#### [Exercise input]
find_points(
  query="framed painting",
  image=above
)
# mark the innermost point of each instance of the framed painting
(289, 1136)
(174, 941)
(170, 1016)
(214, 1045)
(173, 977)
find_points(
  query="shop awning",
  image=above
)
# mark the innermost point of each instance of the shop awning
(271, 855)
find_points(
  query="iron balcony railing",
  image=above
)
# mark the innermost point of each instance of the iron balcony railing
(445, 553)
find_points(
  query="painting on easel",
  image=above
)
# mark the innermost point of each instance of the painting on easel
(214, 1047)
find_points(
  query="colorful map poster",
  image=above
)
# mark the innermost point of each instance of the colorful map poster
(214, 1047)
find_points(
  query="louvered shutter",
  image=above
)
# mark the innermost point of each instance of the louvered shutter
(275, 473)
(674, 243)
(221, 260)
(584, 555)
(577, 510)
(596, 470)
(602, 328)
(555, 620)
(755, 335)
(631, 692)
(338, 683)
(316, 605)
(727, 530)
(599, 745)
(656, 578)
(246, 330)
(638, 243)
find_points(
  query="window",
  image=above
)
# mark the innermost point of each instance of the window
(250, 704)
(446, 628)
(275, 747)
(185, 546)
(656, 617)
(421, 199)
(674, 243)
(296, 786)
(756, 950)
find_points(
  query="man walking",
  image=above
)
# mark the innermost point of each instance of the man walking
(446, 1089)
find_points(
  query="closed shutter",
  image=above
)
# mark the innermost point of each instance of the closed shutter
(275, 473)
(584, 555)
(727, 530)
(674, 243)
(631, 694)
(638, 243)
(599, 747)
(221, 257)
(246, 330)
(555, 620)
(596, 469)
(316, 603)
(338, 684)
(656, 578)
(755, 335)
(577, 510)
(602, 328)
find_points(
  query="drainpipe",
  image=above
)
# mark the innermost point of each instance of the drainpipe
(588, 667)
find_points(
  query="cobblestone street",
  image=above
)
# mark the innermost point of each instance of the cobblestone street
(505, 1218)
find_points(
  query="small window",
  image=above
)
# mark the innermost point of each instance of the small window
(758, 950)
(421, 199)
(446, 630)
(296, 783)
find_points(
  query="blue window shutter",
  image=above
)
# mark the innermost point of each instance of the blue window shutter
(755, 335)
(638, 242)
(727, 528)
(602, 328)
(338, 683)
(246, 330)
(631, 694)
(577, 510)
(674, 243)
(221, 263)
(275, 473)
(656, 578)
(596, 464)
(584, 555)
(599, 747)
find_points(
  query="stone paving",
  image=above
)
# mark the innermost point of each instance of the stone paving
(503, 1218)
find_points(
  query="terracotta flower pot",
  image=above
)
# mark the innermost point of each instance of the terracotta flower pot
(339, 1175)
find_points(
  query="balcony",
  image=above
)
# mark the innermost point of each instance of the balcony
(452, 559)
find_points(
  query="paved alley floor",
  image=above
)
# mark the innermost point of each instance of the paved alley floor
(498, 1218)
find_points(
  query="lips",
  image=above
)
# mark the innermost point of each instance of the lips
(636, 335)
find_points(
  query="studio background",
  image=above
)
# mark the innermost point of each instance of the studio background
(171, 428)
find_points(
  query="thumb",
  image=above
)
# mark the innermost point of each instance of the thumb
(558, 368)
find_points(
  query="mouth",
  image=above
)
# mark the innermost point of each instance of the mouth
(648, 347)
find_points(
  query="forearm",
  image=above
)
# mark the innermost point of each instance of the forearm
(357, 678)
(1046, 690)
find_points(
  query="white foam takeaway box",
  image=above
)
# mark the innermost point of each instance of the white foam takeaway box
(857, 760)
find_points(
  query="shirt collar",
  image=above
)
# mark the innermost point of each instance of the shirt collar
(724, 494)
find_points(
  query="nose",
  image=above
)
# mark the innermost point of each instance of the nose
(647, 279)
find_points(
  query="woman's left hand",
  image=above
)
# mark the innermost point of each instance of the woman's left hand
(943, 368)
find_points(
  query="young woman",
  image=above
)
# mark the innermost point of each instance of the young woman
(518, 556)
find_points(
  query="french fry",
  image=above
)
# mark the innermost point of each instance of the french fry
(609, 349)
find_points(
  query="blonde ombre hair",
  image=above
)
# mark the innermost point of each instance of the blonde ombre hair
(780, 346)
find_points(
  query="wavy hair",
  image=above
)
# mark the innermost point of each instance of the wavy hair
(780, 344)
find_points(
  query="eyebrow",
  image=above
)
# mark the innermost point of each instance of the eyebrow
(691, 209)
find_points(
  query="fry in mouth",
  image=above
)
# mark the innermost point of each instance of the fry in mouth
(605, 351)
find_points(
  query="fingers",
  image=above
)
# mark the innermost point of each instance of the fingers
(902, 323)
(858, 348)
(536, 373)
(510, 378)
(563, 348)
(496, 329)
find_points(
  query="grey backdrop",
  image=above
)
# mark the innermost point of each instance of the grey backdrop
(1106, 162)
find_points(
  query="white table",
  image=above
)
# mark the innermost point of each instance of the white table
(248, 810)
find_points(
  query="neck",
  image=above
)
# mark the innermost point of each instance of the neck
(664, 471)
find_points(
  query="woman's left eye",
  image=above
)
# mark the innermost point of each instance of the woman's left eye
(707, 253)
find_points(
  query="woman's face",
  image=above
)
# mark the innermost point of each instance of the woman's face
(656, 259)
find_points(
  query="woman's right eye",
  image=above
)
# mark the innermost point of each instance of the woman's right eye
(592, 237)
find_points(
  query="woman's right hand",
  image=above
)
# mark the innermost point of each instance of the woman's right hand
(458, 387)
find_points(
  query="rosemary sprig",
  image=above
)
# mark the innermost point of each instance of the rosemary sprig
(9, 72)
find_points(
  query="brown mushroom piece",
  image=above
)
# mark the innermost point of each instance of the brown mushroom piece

#### [What the task asks]
Please write out all the data above, exactly as it reads.

#### [Written solution]
find_points(
  query="framed painting",
  image=above
)
# mark the innermost point of each instance of the framed painting
(289, 1136)
(174, 941)
(170, 1016)
(214, 1045)
(173, 977)
find_points(
  query="shop awning",
  image=above
)
# mark the innermost point of each instance of the shop awning
(271, 855)
find_points(
  query="iron balcony railing",
  image=above
)
# mark the innermost point of each instance of the iron balcony railing
(445, 553)
find_points(
  query="painting on easel",
  image=above
)
# mark the innermost point of each instance of the painting on easel
(214, 1047)
find_points(
  query="colorful map poster",
  image=above
)
# mark the innermost point of each instance of the colorful map poster
(214, 1047)
find_points(
  query="louvered shutter",
  image=above
)
# mark the innermost point of each instance of the louvered shutter
(275, 473)
(674, 243)
(221, 260)
(584, 555)
(577, 510)
(596, 470)
(602, 328)
(555, 620)
(755, 335)
(631, 692)
(338, 683)
(316, 605)
(727, 530)
(599, 745)
(656, 578)
(246, 330)
(638, 243)
find_points(
  query="window",
  image=above
)
# mark the innermost point of each instance of the window
(250, 704)
(446, 628)
(275, 747)
(185, 546)
(656, 617)
(421, 199)
(674, 243)
(296, 786)
(756, 950)
find_points(
  query="man walking",
  image=above
)
# mark the innermost point of each instance of the man walking
(446, 1089)
find_points(
  query="closed shutter",
  image=above
)
# mark the innermost point of each instance of the closed shutter
(275, 473)
(584, 555)
(727, 530)
(674, 243)
(631, 694)
(638, 243)
(599, 747)
(221, 257)
(246, 330)
(555, 620)
(596, 469)
(316, 603)
(338, 684)
(656, 578)
(755, 335)
(577, 510)
(602, 328)
find_points(
  query="drainpipe",
  image=above
)
# mark the innermost point of each instance of the drainpipe
(588, 667)
find_points(
  query="cobblestone street",
  image=above
)
# mark the innermost point of each instance of the cobblestone street
(505, 1218)
find_points(
  query="small window",
  image=above
)
# mark the innermost point of each instance of the small window
(758, 950)
(421, 199)
(446, 630)
(296, 783)
find_points(
  query="blue window shutter",
  image=above
)
# mark the innermost point of each instance of the blue window shutter
(755, 335)
(638, 242)
(727, 528)
(602, 328)
(338, 683)
(246, 330)
(631, 694)
(577, 510)
(674, 243)
(221, 263)
(275, 473)
(656, 578)
(596, 464)
(584, 555)
(599, 747)
find_points(
  query="stone paving",
  image=above
)
# mark the innermost point of each instance of the stone paving
(503, 1218)
find_points(
  query="terracotta flower pot",
  image=above
)
# mark the innermost point of each instance of the terracotta flower pot
(339, 1175)
find_points(
  query="balcony",
  image=above
)
# mark the innermost point of each instance of the balcony
(452, 559)
find_points(
  query="paved alley floor",
  image=above
)
# mark the innermost point of each instance of the paved alley floor
(498, 1218)
find_points(
  query="lips",
  image=above
)
# mark the innermost point of each instance of the lips
(636, 335)
find_points(
  query="studio background",
  image=above
)
# mark the innermost point of each instance of the studio background
(171, 428)
find_points(
  query="thumb",
  image=above
)
# mark the innermost point of each instance of the thumb
(558, 368)
find_points(
  query="mouth",
  image=above
)
# mark the innermost point of each instance of the mouth
(648, 347)
find_points(
  query="forearm",
  image=above
)
# mark the innermost point of each instance of the forearm
(357, 678)
(1046, 690)
find_points(
  query="white foam takeaway box",
  image=above
)
# mark the innermost point of each instance of the white foam takeaway box
(857, 760)
find_points(
  query="shirt collar",
  image=above
)
# mark the innermost point of each instance of the shirt collar
(724, 494)
find_points(
  query="nose",
  image=above
)
# mark the innermost point of each instance of the nose
(647, 279)
find_points(
  query="woman's left hand",
  image=above
)
# mark the innermost point of each instance of the woman's left hand
(943, 368)
find_points(
  query="young woman",
  image=above
)
# mark the innermost point of each instance of the young woman
(518, 556)
find_points(
  query="french fry",
  image=above
)
# mark the innermost point of each instance of the french fry
(609, 349)
find_points(
  query="blonde ombre hair",
  image=above
)
# mark the innermost point of each instance of the blonde ombre hair
(780, 346)
find_points(
  query="wavy hair",
  image=above
)
# mark the innermost point of each instance of the wavy hair
(780, 344)
find_points(
  query="eyebrow",
  image=above
)
# mark the innermost point of each instance of the eyebrow
(691, 209)
find_points(
  query="fry in mouth",
  image=above
)
# mark the innermost point of each instance of the fry in mouth
(605, 351)
find_points(
  query="fingers",
  image=above
)
# mark the innermost point of each instance of the fingers
(902, 323)
(858, 348)
(536, 373)
(510, 378)
(563, 348)
(496, 329)
find_points(
  query="grey backdrop",
  image=above
)
# mark the innermost point of each instance of the grey backdrop
(1106, 162)
find_points(
  query="white table",
  image=above
)
# mark the innermost point of each instance of the white table
(248, 810)
find_points(
  query="neck",
  image=above
)
# mark the innermost point of each instance of the neck
(664, 471)
find_points(
  query="woman's left eye",
  image=above
)
# mark the innermost point of each instance of the woman's left eye
(707, 253)
find_points(
  query="woman's face",
  image=above
)
# mark the innermost point of each instance of the woman's face
(656, 259)
find_points(
  query="woman's right eye",
  image=above
)
# mark the innermost point of each instance of the woman's right eye
(592, 237)
find_points(
  query="woman's right hand",
  image=above
)
# mark the innermost point of each instance of the woman's right hand
(458, 387)
find_points(
  query="rosemary sprig",
  image=above
)
# mark the innermost point of each instance of the rosemary sprig
(9, 72)
find_points(
  query="brown mushroom piece",
  image=above
)
# mark the innermost point of each instance of the brown mushroom piece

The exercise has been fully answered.